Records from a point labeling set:
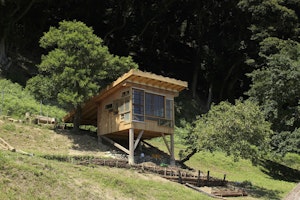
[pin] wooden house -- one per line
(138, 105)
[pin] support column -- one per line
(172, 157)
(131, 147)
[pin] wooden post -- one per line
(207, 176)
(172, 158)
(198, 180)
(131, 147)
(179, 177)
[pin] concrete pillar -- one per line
...
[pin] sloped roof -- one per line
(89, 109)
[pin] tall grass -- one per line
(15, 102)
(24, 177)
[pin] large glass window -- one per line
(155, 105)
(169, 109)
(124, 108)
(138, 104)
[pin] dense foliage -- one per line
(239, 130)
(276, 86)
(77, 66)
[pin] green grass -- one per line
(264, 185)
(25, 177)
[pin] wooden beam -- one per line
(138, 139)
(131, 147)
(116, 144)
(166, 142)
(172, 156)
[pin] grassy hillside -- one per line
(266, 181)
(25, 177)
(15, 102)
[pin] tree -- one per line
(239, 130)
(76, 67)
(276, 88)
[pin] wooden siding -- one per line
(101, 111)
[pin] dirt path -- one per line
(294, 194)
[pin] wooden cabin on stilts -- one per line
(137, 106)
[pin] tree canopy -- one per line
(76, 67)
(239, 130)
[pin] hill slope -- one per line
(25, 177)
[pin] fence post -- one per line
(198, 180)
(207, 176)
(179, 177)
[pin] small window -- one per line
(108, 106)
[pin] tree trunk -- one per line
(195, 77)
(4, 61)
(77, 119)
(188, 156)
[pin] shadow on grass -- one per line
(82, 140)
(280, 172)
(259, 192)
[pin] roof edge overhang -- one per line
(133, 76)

§ **Task objective**: Quote the part of the listing that opens with the line containing "[pin] wooden house -- one per line" and closes with the line containing "[pin] concrete pillar -- one per line", including both of those lines.

§ **Final answer**:
[pin] wooden house -- one per line
(138, 105)
[pin] support column -- one per line
(172, 157)
(131, 147)
[pin] wooden post -- one per line
(207, 176)
(172, 158)
(198, 180)
(131, 147)
(179, 177)
[pin] concrete pillar -- one per line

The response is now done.